> **EXERCISE PROMPT**
Your response should be the lines from the one containing "woman in the photo above." through the end of the material, copied exactly and with nothing added.

> **DATA FOR PROCESSING**

*** Block opens ***

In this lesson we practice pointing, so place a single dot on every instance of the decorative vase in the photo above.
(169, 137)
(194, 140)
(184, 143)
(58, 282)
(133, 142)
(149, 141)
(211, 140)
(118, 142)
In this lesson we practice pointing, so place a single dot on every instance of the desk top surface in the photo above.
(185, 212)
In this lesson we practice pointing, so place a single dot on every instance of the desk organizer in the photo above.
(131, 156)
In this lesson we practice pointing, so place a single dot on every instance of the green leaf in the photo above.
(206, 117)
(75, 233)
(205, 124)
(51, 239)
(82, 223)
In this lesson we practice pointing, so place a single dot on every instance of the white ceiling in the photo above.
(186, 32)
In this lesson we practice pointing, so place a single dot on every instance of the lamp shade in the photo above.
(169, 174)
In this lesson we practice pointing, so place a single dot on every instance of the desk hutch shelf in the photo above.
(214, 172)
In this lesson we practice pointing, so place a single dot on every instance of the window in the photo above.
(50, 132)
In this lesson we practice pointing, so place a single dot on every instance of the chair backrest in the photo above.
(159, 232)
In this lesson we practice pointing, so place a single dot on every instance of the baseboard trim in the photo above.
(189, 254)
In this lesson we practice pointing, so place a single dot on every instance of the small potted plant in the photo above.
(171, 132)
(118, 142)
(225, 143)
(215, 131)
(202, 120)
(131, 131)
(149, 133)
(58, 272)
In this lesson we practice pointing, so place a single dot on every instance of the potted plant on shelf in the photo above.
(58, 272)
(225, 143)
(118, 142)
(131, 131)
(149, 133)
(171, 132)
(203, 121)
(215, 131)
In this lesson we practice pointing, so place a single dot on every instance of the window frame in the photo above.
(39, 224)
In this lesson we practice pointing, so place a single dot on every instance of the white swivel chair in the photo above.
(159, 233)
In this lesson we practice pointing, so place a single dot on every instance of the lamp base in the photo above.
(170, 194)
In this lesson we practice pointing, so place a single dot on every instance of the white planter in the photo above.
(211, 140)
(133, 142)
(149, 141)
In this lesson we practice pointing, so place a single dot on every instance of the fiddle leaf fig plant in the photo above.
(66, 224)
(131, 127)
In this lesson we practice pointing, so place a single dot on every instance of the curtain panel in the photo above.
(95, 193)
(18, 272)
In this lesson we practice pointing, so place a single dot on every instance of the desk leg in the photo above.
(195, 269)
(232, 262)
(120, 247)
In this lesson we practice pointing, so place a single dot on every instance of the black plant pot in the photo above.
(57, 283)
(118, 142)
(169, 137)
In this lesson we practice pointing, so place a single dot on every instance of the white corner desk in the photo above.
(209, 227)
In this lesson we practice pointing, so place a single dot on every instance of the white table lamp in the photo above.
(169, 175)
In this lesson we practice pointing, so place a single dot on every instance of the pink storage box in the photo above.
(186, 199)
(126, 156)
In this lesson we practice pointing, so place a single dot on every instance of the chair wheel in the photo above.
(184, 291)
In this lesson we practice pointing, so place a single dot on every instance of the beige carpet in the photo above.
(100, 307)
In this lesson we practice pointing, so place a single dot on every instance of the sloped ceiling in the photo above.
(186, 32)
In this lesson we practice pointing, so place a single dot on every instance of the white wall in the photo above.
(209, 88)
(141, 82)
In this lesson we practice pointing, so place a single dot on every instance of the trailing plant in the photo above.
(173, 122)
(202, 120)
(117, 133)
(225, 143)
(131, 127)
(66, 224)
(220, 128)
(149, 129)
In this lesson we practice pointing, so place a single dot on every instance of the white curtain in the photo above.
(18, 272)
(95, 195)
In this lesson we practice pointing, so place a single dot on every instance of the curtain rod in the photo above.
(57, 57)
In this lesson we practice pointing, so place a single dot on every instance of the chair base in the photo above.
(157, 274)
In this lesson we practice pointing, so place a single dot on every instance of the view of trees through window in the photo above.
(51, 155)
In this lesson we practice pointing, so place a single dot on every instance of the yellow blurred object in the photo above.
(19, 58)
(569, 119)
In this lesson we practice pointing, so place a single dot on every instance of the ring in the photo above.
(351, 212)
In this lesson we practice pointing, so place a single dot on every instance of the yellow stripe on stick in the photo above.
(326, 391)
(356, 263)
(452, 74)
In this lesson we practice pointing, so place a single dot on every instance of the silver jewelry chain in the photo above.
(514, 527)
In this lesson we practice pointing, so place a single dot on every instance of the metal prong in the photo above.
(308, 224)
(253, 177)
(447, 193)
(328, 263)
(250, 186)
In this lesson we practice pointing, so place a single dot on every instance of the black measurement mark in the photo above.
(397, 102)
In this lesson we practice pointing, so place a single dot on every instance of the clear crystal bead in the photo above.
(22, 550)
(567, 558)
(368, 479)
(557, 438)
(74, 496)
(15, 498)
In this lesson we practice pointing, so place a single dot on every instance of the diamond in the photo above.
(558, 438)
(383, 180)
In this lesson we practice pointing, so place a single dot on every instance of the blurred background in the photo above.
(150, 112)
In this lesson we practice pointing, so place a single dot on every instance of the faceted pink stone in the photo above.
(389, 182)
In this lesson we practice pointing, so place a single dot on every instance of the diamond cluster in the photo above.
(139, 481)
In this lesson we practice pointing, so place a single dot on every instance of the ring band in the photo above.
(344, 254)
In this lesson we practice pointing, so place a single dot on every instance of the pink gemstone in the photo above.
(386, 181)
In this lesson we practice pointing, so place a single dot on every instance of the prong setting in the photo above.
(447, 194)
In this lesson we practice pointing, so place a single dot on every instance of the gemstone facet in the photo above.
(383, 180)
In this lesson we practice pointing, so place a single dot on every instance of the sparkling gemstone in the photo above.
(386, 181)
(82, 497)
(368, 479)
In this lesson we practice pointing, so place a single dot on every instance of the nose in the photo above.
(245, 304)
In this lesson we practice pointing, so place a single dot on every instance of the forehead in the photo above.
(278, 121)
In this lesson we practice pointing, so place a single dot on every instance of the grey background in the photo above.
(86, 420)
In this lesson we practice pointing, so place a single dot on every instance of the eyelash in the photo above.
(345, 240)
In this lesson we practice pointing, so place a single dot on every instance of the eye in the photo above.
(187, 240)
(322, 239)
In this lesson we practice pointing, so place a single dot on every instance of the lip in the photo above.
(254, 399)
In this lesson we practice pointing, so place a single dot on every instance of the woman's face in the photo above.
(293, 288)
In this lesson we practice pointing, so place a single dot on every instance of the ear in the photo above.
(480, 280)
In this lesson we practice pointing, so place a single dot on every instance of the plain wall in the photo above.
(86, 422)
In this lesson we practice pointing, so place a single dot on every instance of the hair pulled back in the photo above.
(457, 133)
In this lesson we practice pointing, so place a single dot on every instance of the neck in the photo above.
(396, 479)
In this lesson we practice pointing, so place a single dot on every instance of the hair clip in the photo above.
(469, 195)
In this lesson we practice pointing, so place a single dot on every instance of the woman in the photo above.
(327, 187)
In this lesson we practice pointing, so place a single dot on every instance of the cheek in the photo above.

*** Block closes ***

> **ANSWER SPACE**
In this lesson we practice pointing, so place a single dot on every instance of the woman in the photo above.
(327, 187)
In this lesson we practice pointing, so place a single dot on every instance of the cheek in the photo above.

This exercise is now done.